* _Exercise directions_
Convert every line of the records below into a JSON list of strings, with one string per line and blank lines left out.

* _Material supplied_
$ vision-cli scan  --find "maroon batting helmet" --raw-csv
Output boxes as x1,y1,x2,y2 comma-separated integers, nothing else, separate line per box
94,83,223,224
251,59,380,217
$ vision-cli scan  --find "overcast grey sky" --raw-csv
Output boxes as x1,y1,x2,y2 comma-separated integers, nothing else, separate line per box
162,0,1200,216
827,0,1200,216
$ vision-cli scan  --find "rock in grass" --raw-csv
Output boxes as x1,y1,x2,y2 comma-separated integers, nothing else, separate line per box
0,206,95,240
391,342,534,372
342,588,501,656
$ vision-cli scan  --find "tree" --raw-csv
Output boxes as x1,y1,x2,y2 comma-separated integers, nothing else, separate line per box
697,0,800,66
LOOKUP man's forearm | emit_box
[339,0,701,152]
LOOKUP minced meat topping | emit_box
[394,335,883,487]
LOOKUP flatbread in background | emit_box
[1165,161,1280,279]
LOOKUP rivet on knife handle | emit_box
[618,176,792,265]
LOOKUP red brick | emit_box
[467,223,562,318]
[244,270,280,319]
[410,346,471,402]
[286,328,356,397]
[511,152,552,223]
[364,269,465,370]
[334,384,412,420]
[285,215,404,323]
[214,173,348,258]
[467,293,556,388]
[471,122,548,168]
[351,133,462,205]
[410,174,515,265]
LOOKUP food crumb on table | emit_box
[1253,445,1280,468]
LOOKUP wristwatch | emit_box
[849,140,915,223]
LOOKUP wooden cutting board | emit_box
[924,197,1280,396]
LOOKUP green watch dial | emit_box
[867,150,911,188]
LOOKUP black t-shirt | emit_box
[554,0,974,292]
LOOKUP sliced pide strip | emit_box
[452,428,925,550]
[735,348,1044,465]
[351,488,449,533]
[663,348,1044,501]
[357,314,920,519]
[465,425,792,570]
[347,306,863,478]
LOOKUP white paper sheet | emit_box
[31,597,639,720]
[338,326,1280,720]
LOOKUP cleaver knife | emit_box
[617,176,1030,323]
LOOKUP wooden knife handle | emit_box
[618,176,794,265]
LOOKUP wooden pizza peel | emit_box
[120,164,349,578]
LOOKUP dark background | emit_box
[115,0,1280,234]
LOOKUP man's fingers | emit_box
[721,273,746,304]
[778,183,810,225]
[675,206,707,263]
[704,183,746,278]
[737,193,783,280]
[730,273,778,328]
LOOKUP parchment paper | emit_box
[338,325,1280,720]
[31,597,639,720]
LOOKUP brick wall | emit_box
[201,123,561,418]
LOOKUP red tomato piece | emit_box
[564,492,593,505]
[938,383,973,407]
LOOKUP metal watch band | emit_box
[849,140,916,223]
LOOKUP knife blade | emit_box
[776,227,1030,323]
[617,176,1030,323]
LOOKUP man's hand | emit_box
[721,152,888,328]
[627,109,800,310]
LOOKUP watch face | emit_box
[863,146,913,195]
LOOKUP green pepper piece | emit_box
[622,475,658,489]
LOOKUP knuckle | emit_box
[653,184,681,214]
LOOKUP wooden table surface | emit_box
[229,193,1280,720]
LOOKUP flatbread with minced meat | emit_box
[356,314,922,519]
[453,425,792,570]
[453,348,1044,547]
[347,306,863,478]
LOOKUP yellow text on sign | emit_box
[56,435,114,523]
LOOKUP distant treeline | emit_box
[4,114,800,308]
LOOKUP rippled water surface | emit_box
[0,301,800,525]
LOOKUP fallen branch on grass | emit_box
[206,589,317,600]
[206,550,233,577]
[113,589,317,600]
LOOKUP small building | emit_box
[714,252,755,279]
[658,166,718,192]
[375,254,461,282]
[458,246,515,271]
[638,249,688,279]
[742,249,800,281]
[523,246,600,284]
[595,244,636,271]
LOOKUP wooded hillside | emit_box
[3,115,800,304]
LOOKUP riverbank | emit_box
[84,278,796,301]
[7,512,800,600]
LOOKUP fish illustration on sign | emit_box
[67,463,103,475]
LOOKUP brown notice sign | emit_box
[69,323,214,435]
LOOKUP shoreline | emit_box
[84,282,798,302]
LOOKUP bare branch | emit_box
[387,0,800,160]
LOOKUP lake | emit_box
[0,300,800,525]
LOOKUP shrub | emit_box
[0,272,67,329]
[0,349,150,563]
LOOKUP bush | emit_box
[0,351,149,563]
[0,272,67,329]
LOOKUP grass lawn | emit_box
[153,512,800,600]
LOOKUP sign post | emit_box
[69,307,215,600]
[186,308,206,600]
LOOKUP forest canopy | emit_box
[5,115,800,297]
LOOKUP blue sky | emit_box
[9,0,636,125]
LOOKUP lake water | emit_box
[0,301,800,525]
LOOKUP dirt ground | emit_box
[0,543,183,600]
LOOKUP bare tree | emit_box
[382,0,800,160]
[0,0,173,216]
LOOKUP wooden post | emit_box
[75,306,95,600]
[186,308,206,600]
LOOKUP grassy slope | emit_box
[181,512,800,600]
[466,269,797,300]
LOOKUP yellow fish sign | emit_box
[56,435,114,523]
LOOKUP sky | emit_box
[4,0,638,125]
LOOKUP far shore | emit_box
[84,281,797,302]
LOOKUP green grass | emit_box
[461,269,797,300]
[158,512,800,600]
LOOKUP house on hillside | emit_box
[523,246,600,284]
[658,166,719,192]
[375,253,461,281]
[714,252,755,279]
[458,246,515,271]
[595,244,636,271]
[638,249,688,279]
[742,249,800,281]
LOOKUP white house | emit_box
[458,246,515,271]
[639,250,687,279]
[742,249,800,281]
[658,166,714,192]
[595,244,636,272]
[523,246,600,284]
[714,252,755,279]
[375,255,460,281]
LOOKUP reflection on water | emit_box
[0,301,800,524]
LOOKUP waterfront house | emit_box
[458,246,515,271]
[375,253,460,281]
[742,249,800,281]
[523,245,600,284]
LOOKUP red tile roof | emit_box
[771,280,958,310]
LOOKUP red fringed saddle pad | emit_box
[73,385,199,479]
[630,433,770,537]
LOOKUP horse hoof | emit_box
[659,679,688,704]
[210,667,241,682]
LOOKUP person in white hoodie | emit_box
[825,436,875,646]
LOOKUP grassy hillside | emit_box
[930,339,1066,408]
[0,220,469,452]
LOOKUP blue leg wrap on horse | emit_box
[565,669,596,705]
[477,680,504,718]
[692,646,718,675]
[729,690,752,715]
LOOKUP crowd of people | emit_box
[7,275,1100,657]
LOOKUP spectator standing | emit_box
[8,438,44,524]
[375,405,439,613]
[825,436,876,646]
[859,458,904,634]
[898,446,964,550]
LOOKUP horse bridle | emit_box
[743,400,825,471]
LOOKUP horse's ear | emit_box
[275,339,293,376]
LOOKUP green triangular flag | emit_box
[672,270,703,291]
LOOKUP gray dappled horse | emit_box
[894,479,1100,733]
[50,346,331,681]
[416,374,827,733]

* _Task response_
[
  "$ vision-cli scan  --find \"maroon batting helmet\" --raw-csv",
  "Output boxes as x1,y1,x2,y2 comma-separated integers, nothing else, separate line per box",
  "94,83,223,224",
  "251,59,380,217",
  "$ vision-cli scan  --find \"overcast grey sky\" --raw-csv",
  "Output boxes as x1,y1,x2,y2 comma-separated integers, nothing else, separate line per box",
  "162,0,1200,216",
  "827,0,1200,216",
  "$ vision-cli scan  --find \"rock in grass\" --raw-csv",
  "Output boxes as x1,y1,x2,y2 comma-separated integers, nothing else, separate line per box",
  "0,206,95,240",
  "391,342,534,372",
  "342,588,501,656",
  "$ vision-cli scan  --find \"tree\" --raw-csv",
  "Output boxes as x1,y1,x2,y2 comma-separated integers, nothing else, separate line per box",
  "697,0,800,66",
  "LOOKUP man's forearm | emit_box",
  "[339,0,701,152]",
  "LOOKUP minced meat topping | emit_box",
  "[394,335,883,487]",
  "LOOKUP flatbread in background | emit_box",
  "[1165,161,1280,279]",
  "LOOKUP rivet on knife handle | emit_box",
  "[618,176,792,265]",
  "LOOKUP red brick | emit_box",
  "[467,223,562,318]",
  "[244,270,280,319]",
  "[410,346,471,402]",
  "[286,328,356,397]",
  "[511,152,552,223]",
  "[364,269,465,370]",
  "[334,384,412,420]",
  "[285,215,404,323]",
  "[214,173,348,258]",
  "[467,293,556,388]",
  "[471,122,548,168]",
  "[351,133,462,205]",
  "[410,174,515,265]",
  "LOOKUP food crumb on table | emit_box",
  "[1253,445,1280,468]",
  "LOOKUP wristwatch | emit_box",
  "[849,140,915,223]",
  "LOOKUP wooden cutting board | emit_box",
  "[924,197,1280,396]",
  "LOOKUP green watch dial | emit_box",
  "[867,150,911,188]",
  "LOOKUP black t-shirt | emit_box",
  "[554,0,974,292]",
  "LOOKUP sliced pide strip | emit_box",
  "[452,428,925,550]",
  "[735,348,1044,465]",
  "[351,488,449,533]",
  "[663,348,1044,501]",
  "[357,314,920,519]",
  "[465,425,792,570]",
  "[347,306,863,478]",
  "LOOKUP white paper sheet | emit_box",
  "[31,597,639,720]",
  "[338,326,1280,720]",
  "LOOKUP cleaver knife | emit_box",
  "[617,176,1030,323]",
  "LOOKUP wooden knife handle | emit_box",
  "[618,176,794,265]",
  "LOOKUP wooden pizza peel | emit_box",
  "[120,164,349,578]",
  "LOOKUP dark background | emit_box",
  "[115,0,1280,234]",
  "LOOKUP man's fingers | emit_box",
  "[721,273,746,304]",
  "[778,183,810,225]",
  "[675,206,707,263]",
  "[704,183,746,278]",
  "[737,193,783,280]",
  "[730,273,778,328]",
  "LOOKUP parchment paper | emit_box",
  "[338,325,1280,720]",
  "[31,597,639,720]",
  "LOOKUP brick wall | emit_box",
  "[201,123,561,418]",
  "LOOKUP red tomato piece | emit_box",
  "[564,492,593,505]",
  "[938,383,973,407]",
  "LOOKUP metal watch band | emit_box",
  "[849,140,916,223]",
  "LOOKUP knife blade | emit_box",
  "[776,227,1030,323]",
  "[617,176,1030,323]",
  "LOOKUP man's hand | emit_box",
  "[721,152,888,328]",
  "[627,109,800,310]",
  "LOOKUP watch face | emit_box",
  "[863,146,913,195]",
  "LOOKUP green pepper piece | emit_box",
  "[622,475,658,489]",
  "LOOKUP knuckle | emit_box",
  "[653,184,681,214]",
  "LOOKUP wooden table surface | emit_box",
  "[229,193,1280,720]",
  "LOOKUP flatbread with minced meat | emit_box",
  "[356,314,922,519]",
  "[453,425,792,570]",
  "[453,348,1044,547]",
  "[347,306,863,478]",
  "LOOKUP yellow text on sign | emit_box",
  "[56,435,114,523]",
  "LOOKUP distant treeline | emit_box",
  "[4,114,800,308]",
  "LOOKUP rippled water surface | emit_box",
  "[0,301,800,525]",
  "LOOKUP fallen branch on grass | emit_box",
  "[206,589,317,600]",
  "[206,550,233,577]",
  "[113,589,317,600]",
  "LOOKUP small building | emit_box",
  "[714,252,755,279]",
  "[658,166,718,192]",
  "[375,254,461,282]",
  "[458,246,515,271]",
  "[638,249,688,279]",
  "[742,249,800,281]",
  "[523,246,600,284]",
  "[595,244,636,271]",
  "LOOKUP wooded hillside | emit_box",
  "[3,115,800,304]",
  "LOOKUP riverbank | emit_box",
  "[84,278,796,301]",
  "[7,512,800,600]",
  "LOOKUP fish illustration on sign | emit_box",
  "[67,463,103,475]",
  "LOOKUP brown notice sign | emit_box",
  "[69,323,214,435]",
  "LOOKUP shoreline | emit_box",
  "[84,282,798,302]",
  "LOOKUP bare branch | emit_box",
  "[387,0,800,160]",
  "LOOKUP lake | emit_box",
  "[0,300,800,525]",
  "LOOKUP shrub | emit_box",
  "[0,272,67,329]",
  "[0,349,150,563]",
  "LOOKUP bush | emit_box",
  "[0,351,149,563]",
  "[0,272,67,329]",
  "LOOKUP grass lawn | emit_box",
  "[153,512,800,600]",
  "LOOKUP sign post | emit_box",
  "[69,307,215,600]",
  "[186,308,206,600]",
  "LOOKUP forest canopy | emit_box",
  "[5,115,800,297]",
  "LOOKUP blue sky | emit_box",
  "[9,0,636,125]",
  "LOOKUP lake water | emit_box",
  "[0,301,800,525]",
  "LOOKUP dirt ground | emit_box",
  "[0,543,183,600]",
  "LOOKUP bare tree | emit_box",
  "[382,0,800,160]",
  "[0,0,173,216]",
  "LOOKUP wooden post | emit_box",
  "[75,306,95,600]",
  "[186,308,206,600]",
  "LOOKUP grassy slope | emit_box",
  "[181,512,800,600]",
  "[466,269,797,300]",
  "LOOKUP yellow fish sign | emit_box",
  "[56,435,114,523]",
  "LOOKUP sky | emit_box",
  "[4,0,638,125]",
  "LOOKUP far shore | emit_box",
  "[84,281,797,302]",
  "LOOKUP green grass | emit_box",
  "[461,269,797,300]",
  "[158,512,800,600]",
  "LOOKUP house on hillside | emit_box",
  "[523,246,600,284]",
  "[658,166,719,192]",
  "[375,253,461,281]",
  "[714,252,755,279]",
  "[458,246,515,271]",
  "[595,244,636,271]",
  "[638,249,688,279]",
  "[742,249,800,281]",
  "LOOKUP white house | emit_box",
  "[458,246,515,271]",
  "[639,250,687,279]",
  "[742,249,800,281]",
  "[658,166,714,192]",
  "[595,244,636,272]",
  "[523,246,600,284]",
  "[714,252,755,279]",
  "[375,255,460,281]",
  "LOOKUP reflection on water | emit_box",
  "[0,301,800,524]",
  "LOOKUP waterfront house | emit_box",
  "[458,246,515,271]",
  "[375,253,460,281]",
  "[742,249,800,281]",
  "[523,245,600,284]",
  "LOOKUP red tile roof | emit_box",
  "[771,280,958,310]",
  "LOOKUP red fringed saddle pad | emit_box",
  "[73,385,199,479]",
  "[630,433,770,537]",
  "LOOKUP horse hoof | emit_box",
  "[659,679,688,704]",
  "[210,667,241,682]",
  "LOOKUP person in white hoodie | emit_box",
  "[825,436,875,646]",
  "LOOKUP grassy hillside | emit_box",
  "[930,339,1066,408]",
  "[0,220,469,452]",
  "LOOKUP blue leg wrap on horse | emit_box",
  "[565,669,596,705]",
  "[477,680,504,718]",
  "[692,646,718,675]",
  "[729,690,752,715]",
  "LOOKUP crowd of people | emit_box",
  "[7,275,1100,657]",
  "LOOKUP spectator standing | emit_box",
  "[8,438,44,524]",
  "[375,405,439,613]",
  "[825,436,876,646]",
  "[859,458,904,634]",
  "[898,446,964,550]",
  "LOOKUP horse bridle | emit_box",
  "[743,400,825,471]",
  "LOOKUP horse's ear | emit_box",
  "[275,339,293,376]",
  "LOOKUP green triangular flag | emit_box",
  "[672,270,703,291]",
  "LOOKUP gray dappled horse | emit_box",
  "[894,479,1100,733]",
  "[50,346,331,681]",
  "[416,374,827,733]"
]